▸ Text block:
-.-.-

AVN 7511 PA and its Clues

June 25 2010

This site has previously covered aluminum luggage container AVE 4041 PA, which clearly had contained the explosive device that destroyed Flight 103. Of the many other container in the hold as the bomb went off, only one has any investigative importance – AVN 7511, same model but made of fiberglass, was parked next to the blast container, immediately aft, in position 21L.

Below are two illustrations from the AAIB’s report – a sketch by Mr. Claiden, and a photograph. This what would normally be called the back face of the container’s back wall, but was forward-facing when loaded. This surface was just inches from AVE 4041’s front side when the blast happened.
A container’s front (loading) side is open – apart from a small outboard side panel, it’s essentially one absent wall, with the bags secured in flight using a retractable blue tarp door that latches at the bottom. This would provide little protection to AVN 7511, but might help cause the dark spatters at lower right, directly opposite the blast zone. The marked cut-off of the mess on the right-hand side is the edge of the door/flap, where the metal side panel starts.

This whole container wall is cracked in several areas, and exactly what here is blast damage vs. damage from the fall and landing is unsure. But we know the bomb suitcase in the lower outboard corner of its container, roughly ten inches above floor level. Note a span of damage near the bottom, starting at about that height (I measured it). The outer layer of glossed fiberglass is removed, leaving the fibrous under-layer exposed. And at the right end of that, something seems to have punched a small hole clear through the container’s back wall (highlighted yellow in Claiden’s sketch).

This damage is in fact directly across from the precise blast center. Its sudden right vertical edge marks about the dead center, again cut-off by the door edge. Claiden cites this five-inch hole as the main clue establishing the level of the blast inside AVE 4041, consistent with a flat-laid case on the second level up. The reasoning seems sound enough. The hole itself by my measurement starts ten inches up, and its center is about 12.5 iches, suggesting the blast center is a tad higher than Claiden found, which I already suspected.

What punched the hole?
One explanation mentioned for this puncture is the securable metal end of AVE 4041’s retractable tarp door. This seems to ne the main explanation, and seems plausible enough, but this lone entry has some competition for what made it.

One piece of damaged luggage – a purple canvas carryall labeled PH/137 – held a clue. Actually it held two clues, pieces of magnesium suitcase frame called PT/22, found to be from the bottom (hinge) end of the primary suitcase. PH/137 was the subject of some contention at trial, being both London-origin luggage and apparently blast-damaged. It’s generally thought that all damaged luggage was in container AVE 4041 and none of that was of London origin. (This will be explained better elsewhere).

-.-.-

▸ Supplied data:

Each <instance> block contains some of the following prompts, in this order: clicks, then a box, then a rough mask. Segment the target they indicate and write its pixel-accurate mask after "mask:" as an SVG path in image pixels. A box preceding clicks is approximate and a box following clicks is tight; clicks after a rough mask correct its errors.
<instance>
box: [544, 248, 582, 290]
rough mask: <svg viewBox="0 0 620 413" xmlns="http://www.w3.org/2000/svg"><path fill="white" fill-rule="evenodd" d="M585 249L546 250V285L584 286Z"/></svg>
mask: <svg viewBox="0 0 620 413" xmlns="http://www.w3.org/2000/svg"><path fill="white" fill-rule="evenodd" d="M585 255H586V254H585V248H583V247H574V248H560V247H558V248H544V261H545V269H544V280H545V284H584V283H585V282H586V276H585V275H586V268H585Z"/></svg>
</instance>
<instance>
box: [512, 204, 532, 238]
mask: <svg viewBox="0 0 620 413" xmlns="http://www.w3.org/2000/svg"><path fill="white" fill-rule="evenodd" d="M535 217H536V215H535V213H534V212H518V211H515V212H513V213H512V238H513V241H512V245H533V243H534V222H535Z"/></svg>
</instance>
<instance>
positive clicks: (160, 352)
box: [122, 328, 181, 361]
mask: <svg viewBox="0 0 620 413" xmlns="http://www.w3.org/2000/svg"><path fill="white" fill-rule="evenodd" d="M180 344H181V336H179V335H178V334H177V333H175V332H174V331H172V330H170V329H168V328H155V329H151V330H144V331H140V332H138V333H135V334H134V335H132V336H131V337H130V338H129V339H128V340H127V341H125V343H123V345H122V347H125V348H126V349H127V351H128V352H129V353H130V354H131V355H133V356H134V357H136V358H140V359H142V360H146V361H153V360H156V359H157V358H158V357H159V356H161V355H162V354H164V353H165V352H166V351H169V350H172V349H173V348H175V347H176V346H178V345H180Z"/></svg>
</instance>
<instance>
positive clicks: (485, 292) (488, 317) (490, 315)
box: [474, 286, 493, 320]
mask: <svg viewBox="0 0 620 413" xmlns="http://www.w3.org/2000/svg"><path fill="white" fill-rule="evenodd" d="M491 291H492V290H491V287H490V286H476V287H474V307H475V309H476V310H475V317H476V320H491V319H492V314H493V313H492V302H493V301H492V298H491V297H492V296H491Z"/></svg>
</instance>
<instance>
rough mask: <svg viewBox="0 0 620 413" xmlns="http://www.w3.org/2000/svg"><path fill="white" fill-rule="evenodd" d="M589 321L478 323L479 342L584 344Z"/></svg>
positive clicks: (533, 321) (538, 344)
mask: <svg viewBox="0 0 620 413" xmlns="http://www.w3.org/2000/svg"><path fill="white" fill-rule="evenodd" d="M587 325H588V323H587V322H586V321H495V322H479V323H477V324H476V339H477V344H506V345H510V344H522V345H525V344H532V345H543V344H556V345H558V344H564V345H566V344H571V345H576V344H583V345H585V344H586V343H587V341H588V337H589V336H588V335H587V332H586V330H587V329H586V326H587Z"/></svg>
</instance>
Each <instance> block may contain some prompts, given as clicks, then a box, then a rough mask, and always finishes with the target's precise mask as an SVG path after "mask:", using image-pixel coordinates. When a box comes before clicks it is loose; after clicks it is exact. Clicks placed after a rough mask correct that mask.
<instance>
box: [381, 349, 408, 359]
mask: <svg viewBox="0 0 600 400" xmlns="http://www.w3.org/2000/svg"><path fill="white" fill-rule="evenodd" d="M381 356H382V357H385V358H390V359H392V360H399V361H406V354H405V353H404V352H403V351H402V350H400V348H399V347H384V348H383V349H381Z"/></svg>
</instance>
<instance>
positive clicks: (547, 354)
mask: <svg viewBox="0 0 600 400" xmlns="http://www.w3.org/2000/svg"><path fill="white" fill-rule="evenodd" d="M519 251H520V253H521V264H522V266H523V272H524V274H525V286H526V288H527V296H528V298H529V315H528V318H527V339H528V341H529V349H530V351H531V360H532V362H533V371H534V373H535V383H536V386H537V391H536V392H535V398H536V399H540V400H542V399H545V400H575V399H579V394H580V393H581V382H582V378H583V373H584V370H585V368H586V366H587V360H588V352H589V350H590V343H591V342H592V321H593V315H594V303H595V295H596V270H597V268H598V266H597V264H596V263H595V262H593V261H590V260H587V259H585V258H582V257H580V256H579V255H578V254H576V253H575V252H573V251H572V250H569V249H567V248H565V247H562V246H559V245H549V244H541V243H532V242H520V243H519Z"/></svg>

-.-.-

▸ Problem 1:
Do these statements agree with the AVN 7511 article? Answer yes or no for each, quoting the words from the article that decide it.
(a) Container AVN 7511 was made of aluminum.
(b) AVN 7511 sat right behind the blast container.
(c) The purple canvas carryall PH/137 was luggage of London origin.
▸ Problem 2:
Using the AVN 7511 article, explain in one to three sentences why the carryall PH/137 caused disagreement at trial.
▸ Problem 3:
Continue the AVN 7511 article, picking up after its last sentence.

▸ Exercise result 1:
(a) No: "same model but made of fiberglass"
(b) Yes: "was parked next to the blast container, immediately aft, in position 21L"
(c) Yes: "being both London-origin luggage and apparently blast-damaged"

▸ Exercise result 2:
PH/137 was both London-origin luggage and apparently damaged by the blast. This clashed with the common view that all the damaged luggage was in container AVE 4041 and that none of that luggage came from London.

▸ Exercise result 3:
I’ve already posted some strangely evasive statements by Allen Feraday about his and Dr. Hayes’ treatment of this case. In the broader discussion I hadn’t seen then, the nagging question no one could answer clearly was whether this bag had been inside AVE 4041 or AVN 7511. No one can say for sure, but it does seem possible that those bits called PT/22 created that hole before burying themselves in that purple bag next door. Otherwise, it was in the same container, and raises some questions about what was in 4041.

A stranger culprit can be found in TSH/346, a severely distorted steel suitcase frame, found to be 2030 millimetres in length. That’s 80 inches, nearly seven feet. It was originally from a 29-inch blue, softshell American Tourister brand suitcase, apparently blasted open and flayed out. This important piece of luggage (as explained in a separate post) is thought to have been right under the bomb suitcase.

But among the items removed from this mammoth TSH/346 was PT/39(c), “a fragment of fibreglass/plastics from AVN 7511 PA.” Is it possible this whole length of frame was hurled across and smacked the top off that fiberglass? The whole broad strip of damage runs across about 55 inches, or nearly the whole door width.

Unlikely. The rough strip is neither above nor below the blast, as that American Tourister was thought to be. What should hit along that line is superheated debris from the Samsoinite holding the bomb, high-pressure explosive gasses, and a shower of melting tarp. Perhaps TSH/346 just partially impacted that lower portion in the center. And perhaps there’s a bit of theater in that fiberglass find. It wouldn’t be the first time something shady happened around that luggage.